--- The data ---
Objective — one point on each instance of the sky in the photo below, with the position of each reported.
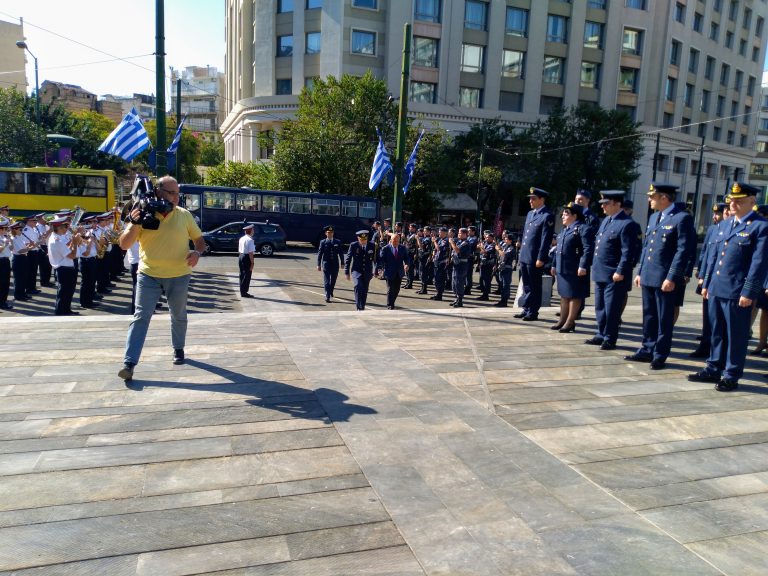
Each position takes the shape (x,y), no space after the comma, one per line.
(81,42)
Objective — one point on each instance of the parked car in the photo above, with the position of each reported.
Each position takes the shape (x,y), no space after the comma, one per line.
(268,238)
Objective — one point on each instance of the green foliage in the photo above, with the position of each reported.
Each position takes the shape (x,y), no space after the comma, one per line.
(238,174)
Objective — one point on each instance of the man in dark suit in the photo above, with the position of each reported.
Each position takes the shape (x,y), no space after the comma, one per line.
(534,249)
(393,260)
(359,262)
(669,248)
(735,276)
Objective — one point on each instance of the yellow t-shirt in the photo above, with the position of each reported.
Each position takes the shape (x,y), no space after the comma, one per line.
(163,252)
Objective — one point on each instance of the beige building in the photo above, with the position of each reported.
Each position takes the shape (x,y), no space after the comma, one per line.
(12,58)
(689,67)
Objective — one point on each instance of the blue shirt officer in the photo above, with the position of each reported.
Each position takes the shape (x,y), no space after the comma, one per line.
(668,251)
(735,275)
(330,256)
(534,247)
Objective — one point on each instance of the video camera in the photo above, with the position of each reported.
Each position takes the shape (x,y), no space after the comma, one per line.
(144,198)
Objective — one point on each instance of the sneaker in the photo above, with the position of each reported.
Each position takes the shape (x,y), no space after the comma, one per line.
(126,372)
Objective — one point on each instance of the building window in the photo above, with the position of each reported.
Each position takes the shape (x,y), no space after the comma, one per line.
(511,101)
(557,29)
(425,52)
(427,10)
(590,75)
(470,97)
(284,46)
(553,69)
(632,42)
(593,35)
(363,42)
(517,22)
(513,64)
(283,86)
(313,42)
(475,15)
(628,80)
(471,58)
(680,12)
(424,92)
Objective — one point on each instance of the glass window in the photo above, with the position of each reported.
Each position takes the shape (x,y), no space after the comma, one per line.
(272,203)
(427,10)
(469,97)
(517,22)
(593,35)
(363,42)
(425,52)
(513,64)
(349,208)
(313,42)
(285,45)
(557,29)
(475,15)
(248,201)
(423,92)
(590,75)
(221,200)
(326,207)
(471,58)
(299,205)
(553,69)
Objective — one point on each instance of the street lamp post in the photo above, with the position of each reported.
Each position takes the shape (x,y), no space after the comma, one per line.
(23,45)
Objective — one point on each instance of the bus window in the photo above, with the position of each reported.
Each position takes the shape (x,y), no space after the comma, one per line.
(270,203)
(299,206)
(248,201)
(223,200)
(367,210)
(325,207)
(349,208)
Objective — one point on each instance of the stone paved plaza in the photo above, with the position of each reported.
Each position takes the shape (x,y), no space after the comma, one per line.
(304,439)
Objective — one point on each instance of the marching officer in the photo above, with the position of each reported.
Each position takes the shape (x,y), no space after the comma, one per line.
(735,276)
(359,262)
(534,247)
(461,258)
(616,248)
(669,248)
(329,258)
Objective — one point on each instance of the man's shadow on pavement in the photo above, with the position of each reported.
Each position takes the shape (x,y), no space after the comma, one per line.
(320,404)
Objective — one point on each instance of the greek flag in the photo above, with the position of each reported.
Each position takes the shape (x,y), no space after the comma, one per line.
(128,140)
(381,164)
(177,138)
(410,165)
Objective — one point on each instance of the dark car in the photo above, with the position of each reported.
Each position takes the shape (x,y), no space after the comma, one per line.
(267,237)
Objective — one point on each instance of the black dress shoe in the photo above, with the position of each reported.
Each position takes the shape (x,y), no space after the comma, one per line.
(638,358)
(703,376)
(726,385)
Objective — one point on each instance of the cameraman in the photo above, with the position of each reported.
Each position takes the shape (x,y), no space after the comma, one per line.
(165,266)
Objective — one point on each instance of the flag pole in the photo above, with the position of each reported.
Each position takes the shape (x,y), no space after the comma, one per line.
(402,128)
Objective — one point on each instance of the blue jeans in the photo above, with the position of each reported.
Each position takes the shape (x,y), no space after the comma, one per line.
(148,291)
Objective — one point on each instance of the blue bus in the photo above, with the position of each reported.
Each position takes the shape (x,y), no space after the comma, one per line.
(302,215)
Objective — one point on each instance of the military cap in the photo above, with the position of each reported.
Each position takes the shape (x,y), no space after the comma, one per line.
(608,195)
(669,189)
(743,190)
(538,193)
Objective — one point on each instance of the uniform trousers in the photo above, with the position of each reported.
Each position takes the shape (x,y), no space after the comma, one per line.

--- Task to complete ---
Rewrite the listing, requests included, starting at the line containing "Objective — one point on each instance of the blue bus" and ending at the last line of the listing, and shift each coordinate in the answers by adding 43 to every number.

--- Completed exercise ---
Objective — one point on each instance of the blue bus in the photo above, with the position of each reported.
Each position takes the shape (x,y), no space after the comma, one per line.
(345,258)
Objective — one point on each instance of the military cap in the photo above, with the position of each reported.
Each position takes the shape (x,y), no space after the comma, one per line.
(651,238)
(712,232)
(786,233)
(581,236)
Objective — one point on each instance of the uniform trousers in the photo above, with the position of each reported.
Each position takes the shape (x,y), no space after the comma, one per line.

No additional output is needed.